(Document segment begins)
Mexico City– sometimes a trip to another country helps you get a better perspective on things going on in your own. That happened to me last week during four days in Mexico City.

Organized by the New York City-based CEO Institute, the trip featured four days of non-stop meetings with leaders of Mexican business and government, including a breakfast meeting with President Carlos Salinas de Gortari.

The punchline: Mexico is surging with optimism about the future. Mexican leaders I met couple clarity of vision with self-confidence about their culture, self-discipline in their policy and unusual political and technical skill. The Mexican people have hope — from taxi drivers to business executives.

Mexico City has much the same upbeat, things-are-about-to-happen “feel” that Brussels had in 1986, as Europeans were inspired by the vision of single unified market by 1992.

The optimism in Mexico, of course, is partly driven by expectations that the U.S. and Canada will join Mexico to complete the North American Free Trade Agreement (NAFTA) later this year or early in 1993. Once NAFTA is in place, it will be the world’s largest, richest and most multicultural trade bloc — and the most well-endowed with natural resources.

The importance Mexicans attach to the NAFTA was underscored by the front-page treatment by Mexico’s media of President Bush’s State of the Union address. One headline screamed “Bush Sidesteps Free trade in State of the Union.”

But Mexico’s optimism is about more than NAFTA. Mexico has found its stride again. As finance minister Pedro Aspe Armella reminded us, between 1945 and 1970, Mexico’s economy was one of the world’s fastest growing (average: 6.6%), with one of the lowest inflation rates (average: 4.4%). Mexico’s economic performance exceeded that of Japan, Korea, Taiwan and other “miracle” economies in Asia. What happened? Mexico lost control of its finances. It began borrowing and guzzled at the hydrant of foreign oil sales to cover its mounting deficits. Political corruption spread.
(Document segment ends)
(Excerpted records begins)
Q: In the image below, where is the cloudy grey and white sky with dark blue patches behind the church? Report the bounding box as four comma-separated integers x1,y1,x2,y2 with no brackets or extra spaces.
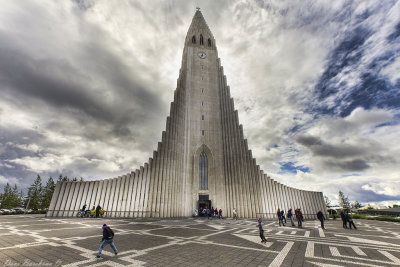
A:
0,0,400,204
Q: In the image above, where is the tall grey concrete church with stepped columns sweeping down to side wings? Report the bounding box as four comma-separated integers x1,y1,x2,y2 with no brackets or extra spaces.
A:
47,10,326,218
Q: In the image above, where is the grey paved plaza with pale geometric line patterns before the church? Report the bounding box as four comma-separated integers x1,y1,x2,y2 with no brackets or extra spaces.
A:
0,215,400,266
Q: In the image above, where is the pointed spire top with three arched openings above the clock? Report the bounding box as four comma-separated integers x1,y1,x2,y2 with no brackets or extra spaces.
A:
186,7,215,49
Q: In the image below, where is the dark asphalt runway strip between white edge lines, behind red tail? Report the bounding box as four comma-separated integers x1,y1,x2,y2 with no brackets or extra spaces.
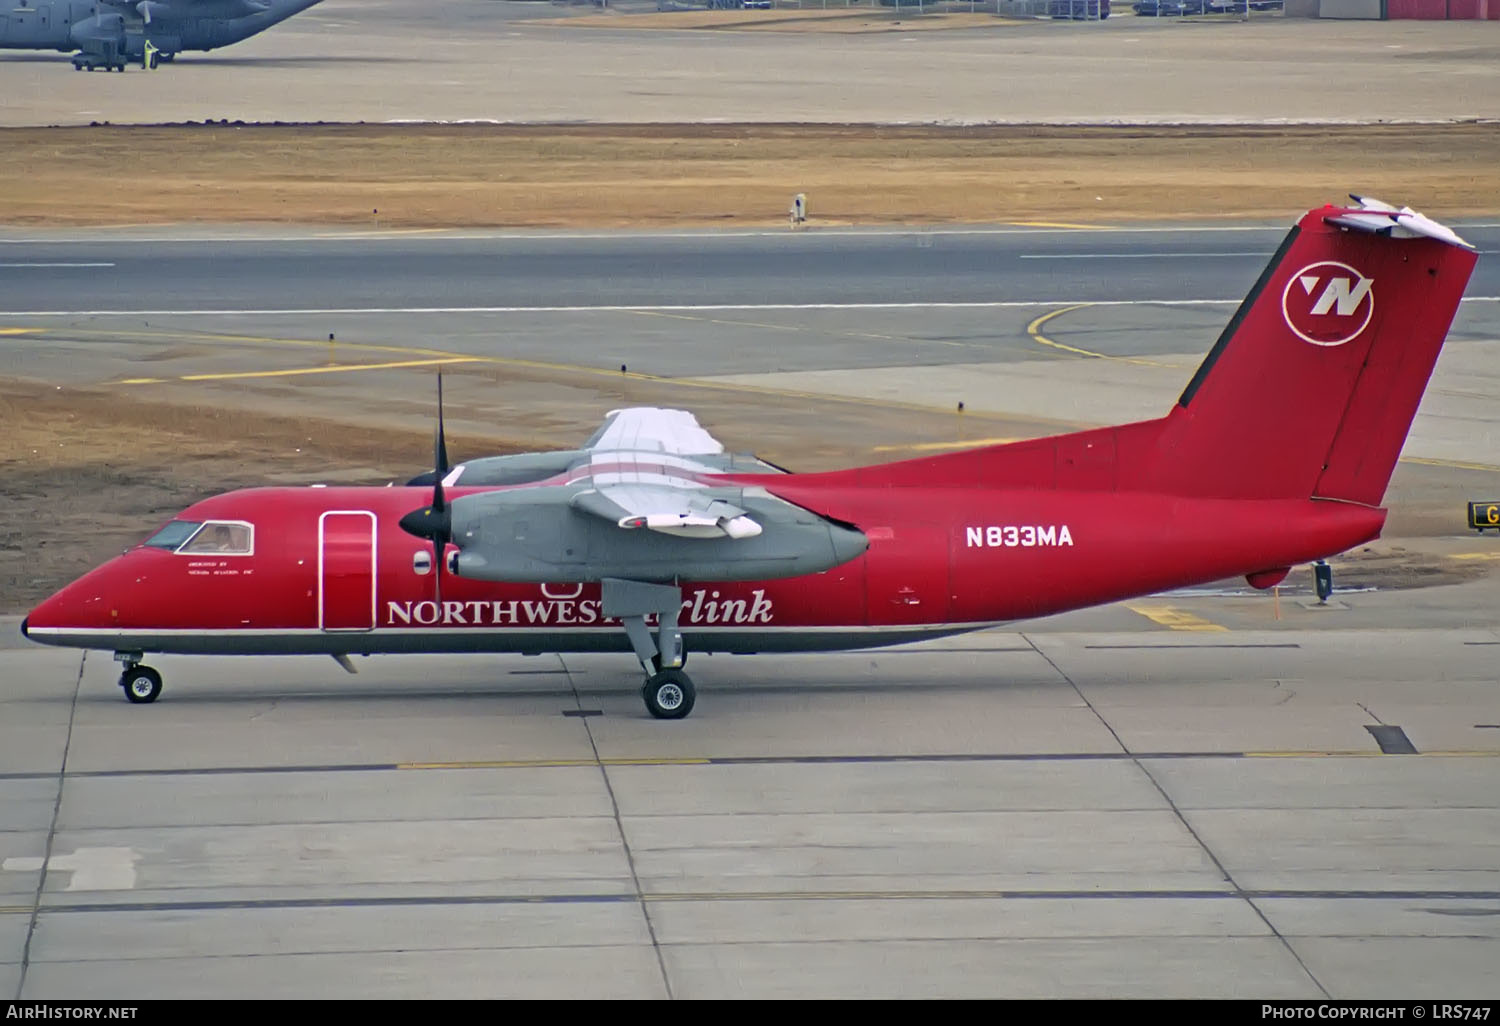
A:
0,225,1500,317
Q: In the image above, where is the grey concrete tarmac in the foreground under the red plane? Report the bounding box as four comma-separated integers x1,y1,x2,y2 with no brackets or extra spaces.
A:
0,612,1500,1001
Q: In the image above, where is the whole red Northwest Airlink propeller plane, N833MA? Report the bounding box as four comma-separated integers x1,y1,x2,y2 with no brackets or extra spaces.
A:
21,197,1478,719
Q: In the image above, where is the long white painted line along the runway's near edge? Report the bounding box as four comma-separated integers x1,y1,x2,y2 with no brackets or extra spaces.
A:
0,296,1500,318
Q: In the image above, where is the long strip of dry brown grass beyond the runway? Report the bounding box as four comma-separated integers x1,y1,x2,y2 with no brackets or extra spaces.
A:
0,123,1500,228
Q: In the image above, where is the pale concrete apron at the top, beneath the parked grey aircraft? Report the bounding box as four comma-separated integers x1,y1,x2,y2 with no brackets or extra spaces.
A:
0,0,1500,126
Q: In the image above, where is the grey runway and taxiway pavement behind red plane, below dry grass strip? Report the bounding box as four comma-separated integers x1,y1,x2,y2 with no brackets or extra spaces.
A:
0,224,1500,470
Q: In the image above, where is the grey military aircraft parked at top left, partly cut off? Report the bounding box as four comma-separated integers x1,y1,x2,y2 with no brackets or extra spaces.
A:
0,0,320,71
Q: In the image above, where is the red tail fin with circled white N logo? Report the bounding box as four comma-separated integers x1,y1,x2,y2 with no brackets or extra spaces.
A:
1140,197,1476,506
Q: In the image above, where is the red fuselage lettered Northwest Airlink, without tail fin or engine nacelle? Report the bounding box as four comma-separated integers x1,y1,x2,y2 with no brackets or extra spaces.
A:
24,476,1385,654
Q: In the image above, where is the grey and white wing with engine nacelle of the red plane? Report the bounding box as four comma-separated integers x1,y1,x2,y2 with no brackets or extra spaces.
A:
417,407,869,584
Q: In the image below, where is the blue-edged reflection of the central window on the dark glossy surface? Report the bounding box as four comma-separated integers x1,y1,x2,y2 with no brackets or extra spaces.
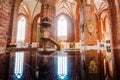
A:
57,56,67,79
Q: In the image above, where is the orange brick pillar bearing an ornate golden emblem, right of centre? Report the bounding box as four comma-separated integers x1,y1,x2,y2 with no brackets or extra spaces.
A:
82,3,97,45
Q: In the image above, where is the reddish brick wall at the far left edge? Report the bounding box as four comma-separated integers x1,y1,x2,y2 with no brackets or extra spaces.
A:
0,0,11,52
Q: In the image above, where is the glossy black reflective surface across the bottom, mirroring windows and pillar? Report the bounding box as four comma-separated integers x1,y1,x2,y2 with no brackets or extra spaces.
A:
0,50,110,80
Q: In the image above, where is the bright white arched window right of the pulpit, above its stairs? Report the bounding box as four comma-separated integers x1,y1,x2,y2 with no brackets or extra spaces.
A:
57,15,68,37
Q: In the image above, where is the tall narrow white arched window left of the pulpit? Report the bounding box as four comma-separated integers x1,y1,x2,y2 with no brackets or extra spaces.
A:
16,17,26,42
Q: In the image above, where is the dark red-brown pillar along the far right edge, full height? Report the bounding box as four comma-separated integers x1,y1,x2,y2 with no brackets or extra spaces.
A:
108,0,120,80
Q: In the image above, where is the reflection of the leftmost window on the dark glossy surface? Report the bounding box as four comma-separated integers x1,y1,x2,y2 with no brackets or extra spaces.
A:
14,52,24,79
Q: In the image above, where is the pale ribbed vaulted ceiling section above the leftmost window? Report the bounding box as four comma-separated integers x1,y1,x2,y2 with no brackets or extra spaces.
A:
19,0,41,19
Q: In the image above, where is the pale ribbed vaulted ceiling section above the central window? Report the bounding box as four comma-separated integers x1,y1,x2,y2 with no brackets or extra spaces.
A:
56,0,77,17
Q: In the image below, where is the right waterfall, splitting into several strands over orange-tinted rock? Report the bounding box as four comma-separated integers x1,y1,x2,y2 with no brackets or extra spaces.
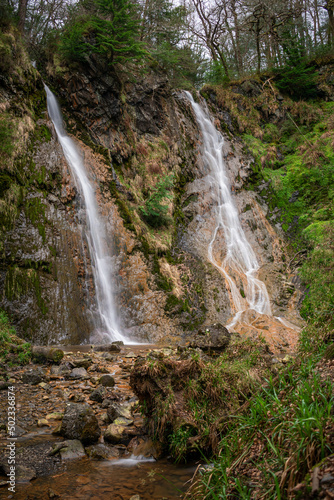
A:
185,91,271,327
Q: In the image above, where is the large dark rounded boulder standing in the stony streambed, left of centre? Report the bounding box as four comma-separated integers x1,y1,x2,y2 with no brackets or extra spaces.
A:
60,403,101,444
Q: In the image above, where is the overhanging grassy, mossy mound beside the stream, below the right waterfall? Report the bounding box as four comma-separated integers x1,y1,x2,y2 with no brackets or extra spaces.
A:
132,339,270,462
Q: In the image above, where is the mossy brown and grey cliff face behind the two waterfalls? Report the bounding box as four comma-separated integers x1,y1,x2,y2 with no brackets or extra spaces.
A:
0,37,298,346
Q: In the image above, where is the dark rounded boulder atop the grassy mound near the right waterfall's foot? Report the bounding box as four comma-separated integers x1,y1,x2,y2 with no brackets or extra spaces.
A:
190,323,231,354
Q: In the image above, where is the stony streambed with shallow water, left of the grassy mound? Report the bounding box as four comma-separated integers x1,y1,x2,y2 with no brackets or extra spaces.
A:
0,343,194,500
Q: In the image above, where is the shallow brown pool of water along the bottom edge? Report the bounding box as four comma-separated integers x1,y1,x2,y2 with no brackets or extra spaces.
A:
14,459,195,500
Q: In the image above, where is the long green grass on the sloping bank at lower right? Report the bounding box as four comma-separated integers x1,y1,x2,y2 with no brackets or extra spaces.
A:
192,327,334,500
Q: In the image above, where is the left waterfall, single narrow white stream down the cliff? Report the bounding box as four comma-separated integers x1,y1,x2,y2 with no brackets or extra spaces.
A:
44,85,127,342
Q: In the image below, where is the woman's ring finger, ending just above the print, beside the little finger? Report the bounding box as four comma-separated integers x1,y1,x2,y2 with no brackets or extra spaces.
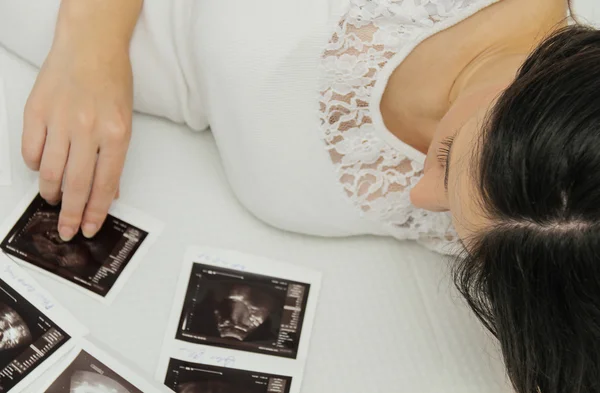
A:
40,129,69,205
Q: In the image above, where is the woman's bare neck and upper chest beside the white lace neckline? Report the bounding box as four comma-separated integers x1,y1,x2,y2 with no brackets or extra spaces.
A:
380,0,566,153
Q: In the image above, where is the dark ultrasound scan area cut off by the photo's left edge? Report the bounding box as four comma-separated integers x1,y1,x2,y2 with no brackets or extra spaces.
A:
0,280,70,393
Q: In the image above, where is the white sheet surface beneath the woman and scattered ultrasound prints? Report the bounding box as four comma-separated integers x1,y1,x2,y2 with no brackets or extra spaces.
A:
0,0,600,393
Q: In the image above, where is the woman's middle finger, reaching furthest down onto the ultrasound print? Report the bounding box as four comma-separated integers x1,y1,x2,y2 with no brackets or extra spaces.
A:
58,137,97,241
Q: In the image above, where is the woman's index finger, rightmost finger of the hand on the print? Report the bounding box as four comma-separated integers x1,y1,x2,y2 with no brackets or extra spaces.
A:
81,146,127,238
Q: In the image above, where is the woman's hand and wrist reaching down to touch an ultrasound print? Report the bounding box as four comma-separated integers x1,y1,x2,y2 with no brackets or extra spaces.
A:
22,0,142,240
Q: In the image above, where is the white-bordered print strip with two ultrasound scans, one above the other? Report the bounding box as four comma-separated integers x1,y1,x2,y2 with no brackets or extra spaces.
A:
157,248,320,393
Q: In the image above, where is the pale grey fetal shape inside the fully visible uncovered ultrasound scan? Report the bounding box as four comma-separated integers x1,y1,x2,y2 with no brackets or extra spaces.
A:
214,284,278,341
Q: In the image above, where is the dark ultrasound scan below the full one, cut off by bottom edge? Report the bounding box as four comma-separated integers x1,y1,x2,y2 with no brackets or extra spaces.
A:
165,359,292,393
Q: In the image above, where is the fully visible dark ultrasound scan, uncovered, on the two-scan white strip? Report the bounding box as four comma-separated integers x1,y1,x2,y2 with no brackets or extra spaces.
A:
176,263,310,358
(Excerpted records ends)
Task to complete: Go on with the column on Mexico's economic optimism, beginning after its final sentence. Nothing in the records is required here.

Reply:
Following the collapse of Mexico’s economy with the plunge in oil prices in the early 1980s, Mexico’s leaders put in place a series of economic reforms — and stuck to them. These included first and foremost monetary stability and fiscal integrity. As one Mexican political leader said, “People had to learn: There are no quick fixes. Instead, we had three simple priorities: Cut the deficit; cut the deficit; cut the deficit.”

Less than 10 years ago, Mexico’s budget deficit ran as high as 17% of GNP. That’s equivalent to a $900 billion deficit in the U.S., where this year’s $399 billion deficit is already considered grotesque. This year, Mexico will have a budget surplus. Inflation should be down to single digits from more than 200% per year. External debt is under control.

It all sounds so simple. No quick fixes. Go back to the basics. Reform politics. Do what people want; not what the bureaucracy wants. And establish priorities: You can’t pursue social justice without jobs. Jobs, environmental clean-up and social justice all require economic growth, which is driven by investment. Investment demands fiscal integrity; fiscal integrity requires a balanced budget.

As the U.S. approaches a key national election, the lessons from Mexico’s economic turnaround are worth heeding. Public leaders need vision, courage and a sense of priorities to win public support for a three-point, no-gimmicks program to revive the American economy: Cut the deficit, cut the deficit, cut the deficit.